Reproduce only the lines of the listing from the line with "the snow drift." up to and including its final line, with each request left unchanged. Rescale every point coordinate in the answers by multiplying it by 1.75 and rounding to a whole number, with halves rounded up.

**Input rows**
....................

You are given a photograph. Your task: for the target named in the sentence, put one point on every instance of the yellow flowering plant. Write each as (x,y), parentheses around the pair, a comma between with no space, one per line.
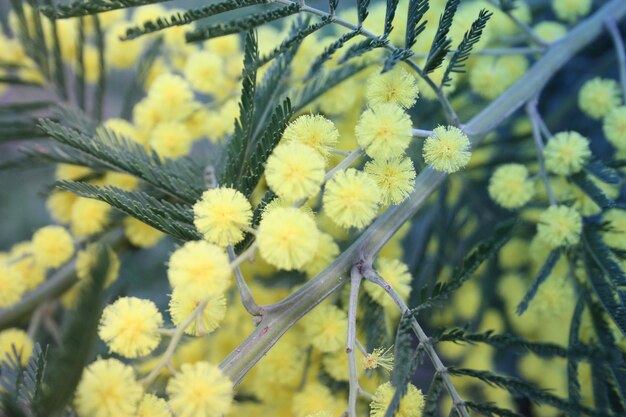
(309,209)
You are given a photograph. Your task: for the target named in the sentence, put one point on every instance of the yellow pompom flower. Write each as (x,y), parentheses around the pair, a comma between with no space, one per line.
(294,171)
(510,187)
(201,268)
(287,237)
(325,253)
(52,246)
(171,139)
(598,97)
(566,153)
(184,302)
(396,274)
(615,233)
(204,71)
(447,149)
(200,390)
(221,215)
(614,127)
(326,328)
(384,131)
(153,406)
(395,178)
(130,327)
(89,216)
(313,130)
(140,234)
(411,405)
(394,87)
(86,258)
(571,10)
(15,339)
(108,388)
(351,198)
(559,226)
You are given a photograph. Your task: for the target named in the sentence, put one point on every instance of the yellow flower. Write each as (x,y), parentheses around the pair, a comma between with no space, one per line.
(153,406)
(171,139)
(85,261)
(200,390)
(559,226)
(396,274)
(326,328)
(510,187)
(130,327)
(183,303)
(140,234)
(204,71)
(395,87)
(294,171)
(384,131)
(614,127)
(598,97)
(411,405)
(395,178)
(287,237)
(312,130)
(566,153)
(571,10)
(108,389)
(52,246)
(201,268)
(221,215)
(351,198)
(89,216)
(447,149)
(15,339)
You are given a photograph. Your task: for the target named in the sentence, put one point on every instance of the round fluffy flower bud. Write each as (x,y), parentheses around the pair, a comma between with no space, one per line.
(394,87)
(313,130)
(447,149)
(287,237)
(598,97)
(200,390)
(614,127)
(411,405)
(221,215)
(295,171)
(559,226)
(200,267)
(130,327)
(566,153)
(384,131)
(108,388)
(510,187)
(351,198)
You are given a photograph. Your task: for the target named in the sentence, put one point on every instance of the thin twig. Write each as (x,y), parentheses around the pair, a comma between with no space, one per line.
(457,401)
(174,341)
(611,25)
(355,284)
(531,110)
(247,299)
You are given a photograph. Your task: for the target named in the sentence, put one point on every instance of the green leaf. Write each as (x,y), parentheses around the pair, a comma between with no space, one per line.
(188,16)
(470,39)
(441,43)
(543,274)
(483,251)
(592,190)
(84,8)
(173,219)
(415,26)
(79,336)
(240,25)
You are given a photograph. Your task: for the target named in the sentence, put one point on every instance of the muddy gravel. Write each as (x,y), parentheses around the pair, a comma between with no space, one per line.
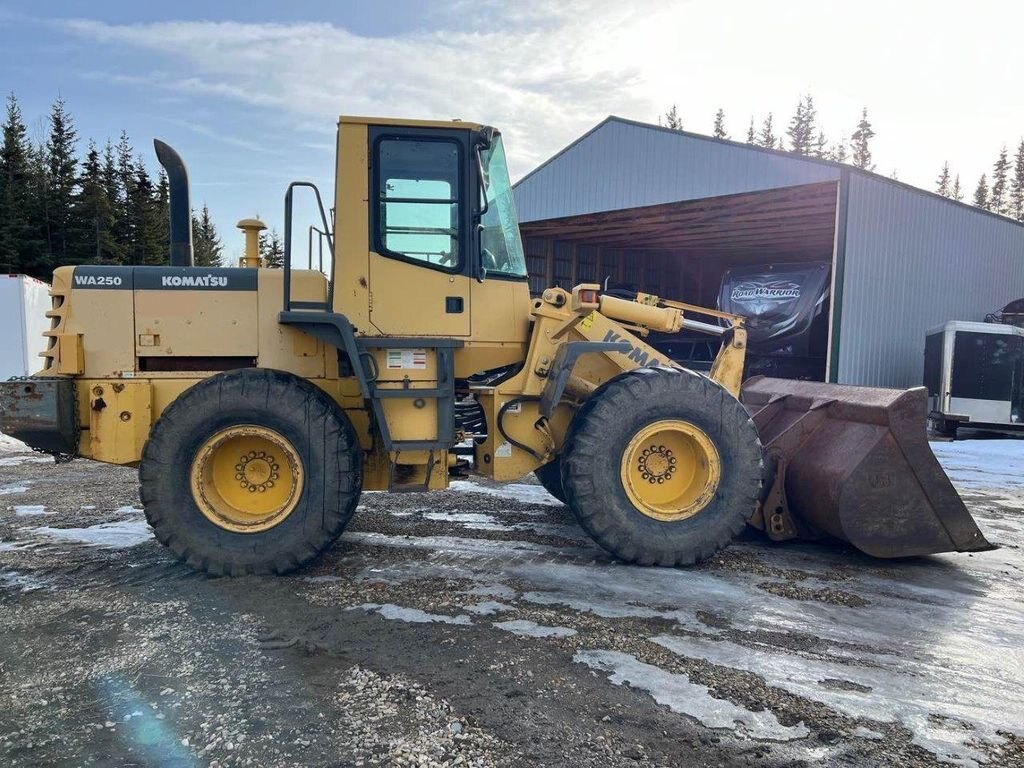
(479,627)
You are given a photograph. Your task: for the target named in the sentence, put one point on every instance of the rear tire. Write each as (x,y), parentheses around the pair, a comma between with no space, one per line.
(550,476)
(214,527)
(719,457)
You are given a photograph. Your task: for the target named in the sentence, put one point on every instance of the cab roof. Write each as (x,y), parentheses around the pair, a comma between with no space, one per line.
(456,124)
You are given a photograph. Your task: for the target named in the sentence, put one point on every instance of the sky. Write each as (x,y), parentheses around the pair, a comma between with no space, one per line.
(249,93)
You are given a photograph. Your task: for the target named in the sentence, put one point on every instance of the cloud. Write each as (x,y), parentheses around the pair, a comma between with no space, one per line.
(534,72)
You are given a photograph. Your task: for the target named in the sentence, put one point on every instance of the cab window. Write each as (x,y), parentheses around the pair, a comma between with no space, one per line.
(418,217)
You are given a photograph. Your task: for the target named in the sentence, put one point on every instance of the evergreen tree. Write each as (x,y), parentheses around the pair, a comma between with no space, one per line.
(839,151)
(1000,176)
(861,143)
(820,150)
(22,250)
(61,178)
(672,120)
(981,193)
(1017,185)
(93,213)
(719,130)
(271,250)
(767,135)
(942,184)
(802,127)
(207,247)
(124,223)
(148,227)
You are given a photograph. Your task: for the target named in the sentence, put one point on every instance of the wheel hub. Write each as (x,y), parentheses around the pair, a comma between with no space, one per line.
(671,470)
(247,478)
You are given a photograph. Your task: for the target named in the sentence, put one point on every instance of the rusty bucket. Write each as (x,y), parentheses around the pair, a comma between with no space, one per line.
(854,463)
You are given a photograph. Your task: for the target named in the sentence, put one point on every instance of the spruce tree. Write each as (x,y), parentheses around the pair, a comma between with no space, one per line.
(767,136)
(719,130)
(1000,177)
(207,247)
(672,120)
(981,193)
(802,127)
(124,221)
(116,250)
(93,213)
(61,179)
(820,150)
(861,143)
(942,184)
(271,250)
(22,250)
(1017,185)
(957,192)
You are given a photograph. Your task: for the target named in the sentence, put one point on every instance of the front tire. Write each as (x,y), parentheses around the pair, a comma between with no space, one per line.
(663,467)
(251,471)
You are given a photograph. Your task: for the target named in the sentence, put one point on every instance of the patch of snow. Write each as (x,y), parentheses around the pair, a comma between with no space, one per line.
(10,445)
(524,628)
(414,615)
(993,464)
(25,510)
(487,607)
(679,694)
(20,582)
(520,492)
(986,705)
(13,461)
(120,535)
(476,517)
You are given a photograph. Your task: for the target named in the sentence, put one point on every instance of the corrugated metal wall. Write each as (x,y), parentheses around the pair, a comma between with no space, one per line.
(622,164)
(913,261)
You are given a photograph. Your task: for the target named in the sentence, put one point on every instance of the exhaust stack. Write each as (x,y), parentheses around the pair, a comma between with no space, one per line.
(177,179)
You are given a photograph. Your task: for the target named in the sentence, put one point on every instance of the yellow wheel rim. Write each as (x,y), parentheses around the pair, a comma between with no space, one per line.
(671,470)
(247,478)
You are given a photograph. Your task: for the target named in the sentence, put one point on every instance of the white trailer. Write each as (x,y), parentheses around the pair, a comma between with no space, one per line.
(24,302)
(975,376)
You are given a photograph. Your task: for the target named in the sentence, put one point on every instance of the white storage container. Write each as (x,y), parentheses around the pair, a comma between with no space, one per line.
(24,302)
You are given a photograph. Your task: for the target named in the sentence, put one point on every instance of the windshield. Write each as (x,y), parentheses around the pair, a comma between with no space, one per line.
(501,247)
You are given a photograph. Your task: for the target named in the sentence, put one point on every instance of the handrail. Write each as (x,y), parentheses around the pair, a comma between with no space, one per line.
(288,243)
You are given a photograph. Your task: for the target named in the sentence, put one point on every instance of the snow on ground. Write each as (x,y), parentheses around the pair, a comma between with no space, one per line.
(118,535)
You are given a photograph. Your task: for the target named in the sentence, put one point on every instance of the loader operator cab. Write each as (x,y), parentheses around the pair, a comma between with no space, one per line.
(426,241)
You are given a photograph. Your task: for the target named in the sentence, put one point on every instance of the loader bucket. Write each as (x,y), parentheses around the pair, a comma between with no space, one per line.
(854,463)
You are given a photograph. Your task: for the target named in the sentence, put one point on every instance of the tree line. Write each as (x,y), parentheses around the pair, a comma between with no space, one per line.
(1003,195)
(60,206)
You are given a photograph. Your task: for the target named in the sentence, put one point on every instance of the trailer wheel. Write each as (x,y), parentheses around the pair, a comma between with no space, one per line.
(550,476)
(663,467)
(252,471)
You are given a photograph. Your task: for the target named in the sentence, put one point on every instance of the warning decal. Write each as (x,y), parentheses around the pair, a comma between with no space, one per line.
(410,359)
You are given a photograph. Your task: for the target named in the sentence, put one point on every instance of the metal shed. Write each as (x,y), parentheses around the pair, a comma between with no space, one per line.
(672,210)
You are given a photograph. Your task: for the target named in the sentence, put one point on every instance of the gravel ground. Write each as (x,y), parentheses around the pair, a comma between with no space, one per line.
(479,627)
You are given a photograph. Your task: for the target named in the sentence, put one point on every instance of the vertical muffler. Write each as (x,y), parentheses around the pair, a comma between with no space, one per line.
(180,205)
(854,463)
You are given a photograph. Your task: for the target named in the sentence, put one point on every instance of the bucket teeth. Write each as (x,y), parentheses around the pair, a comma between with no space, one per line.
(854,463)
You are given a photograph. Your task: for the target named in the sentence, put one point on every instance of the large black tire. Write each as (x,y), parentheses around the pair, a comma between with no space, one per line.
(599,435)
(550,476)
(323,437)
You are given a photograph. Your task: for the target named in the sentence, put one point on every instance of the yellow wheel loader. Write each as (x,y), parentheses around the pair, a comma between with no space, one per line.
(258,403)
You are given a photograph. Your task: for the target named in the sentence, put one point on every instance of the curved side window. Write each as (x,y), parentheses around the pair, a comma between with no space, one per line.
(417,189)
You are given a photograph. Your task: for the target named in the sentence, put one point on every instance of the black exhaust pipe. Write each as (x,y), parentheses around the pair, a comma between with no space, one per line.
(177,180)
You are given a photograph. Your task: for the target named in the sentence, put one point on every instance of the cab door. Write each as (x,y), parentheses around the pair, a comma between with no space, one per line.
(420,231)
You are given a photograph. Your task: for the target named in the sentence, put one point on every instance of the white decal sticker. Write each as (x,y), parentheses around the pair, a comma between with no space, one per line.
(415,359)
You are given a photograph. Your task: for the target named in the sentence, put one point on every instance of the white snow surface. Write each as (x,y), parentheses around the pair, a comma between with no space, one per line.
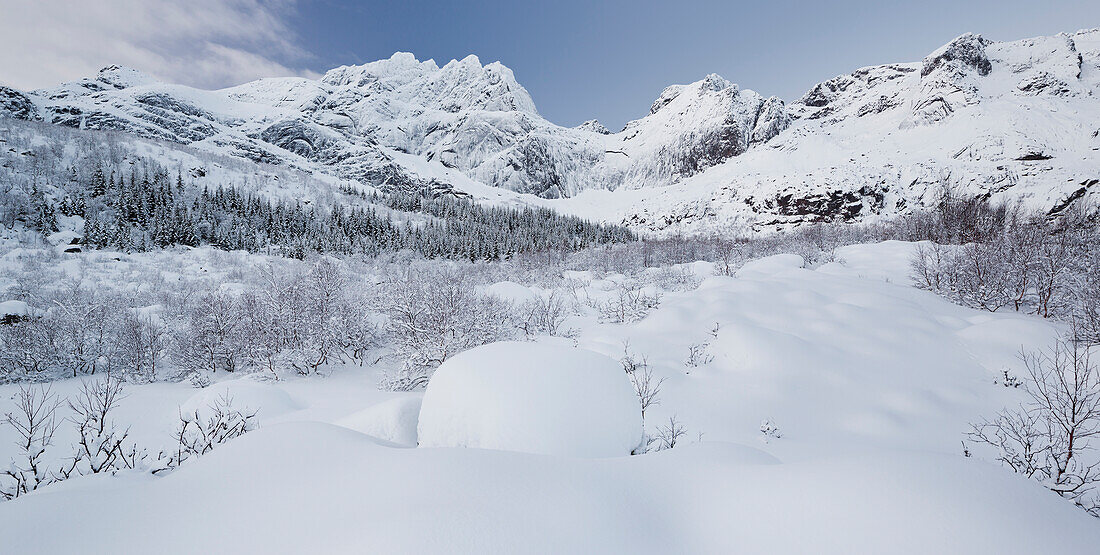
(871,381)
(1016,121)
(531,398)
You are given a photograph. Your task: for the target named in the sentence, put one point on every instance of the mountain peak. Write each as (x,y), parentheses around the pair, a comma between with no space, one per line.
(122,77)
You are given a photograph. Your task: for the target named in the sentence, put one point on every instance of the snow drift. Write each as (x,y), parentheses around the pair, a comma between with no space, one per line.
(531,398)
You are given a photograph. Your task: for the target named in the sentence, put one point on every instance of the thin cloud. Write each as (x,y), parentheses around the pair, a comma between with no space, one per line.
(201,43)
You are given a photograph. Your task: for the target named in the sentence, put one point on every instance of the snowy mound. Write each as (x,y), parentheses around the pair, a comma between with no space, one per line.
(393,420)
(531,398)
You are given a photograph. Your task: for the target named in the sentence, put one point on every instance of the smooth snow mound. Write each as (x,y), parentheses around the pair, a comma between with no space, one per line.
(531,398)
(394,420)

....................

**Completed exercise**
You are given a photograph. Your task: for the target named in the sentence, put one point on every instance of the snow drift. Write each as (x,y), parentheses around the pair, a comma between with no space, one per line.
(929,697)
You are given a photograph. Your task: for the target named in the sentence, put one point on every instance of the thin cloud. Write each as (x,y), parentheses around the pair, a comma between with no space, one per line.
(352,75)
You are given a photograph. Your task: for the target named in the sentence, put one point on every instance of the snowy mound. Write each as (x,y), parentheses around the pair, a comma between with no space, one per line.
(688,735)
(929,697)
You are given a photograph. Your task: for the target named in the sentence, put one point on every instance of the smooth snow mound. Write each as (x,y), parentheses around the pair, a comma between with no space, one per line.
(929,697)
(690,735)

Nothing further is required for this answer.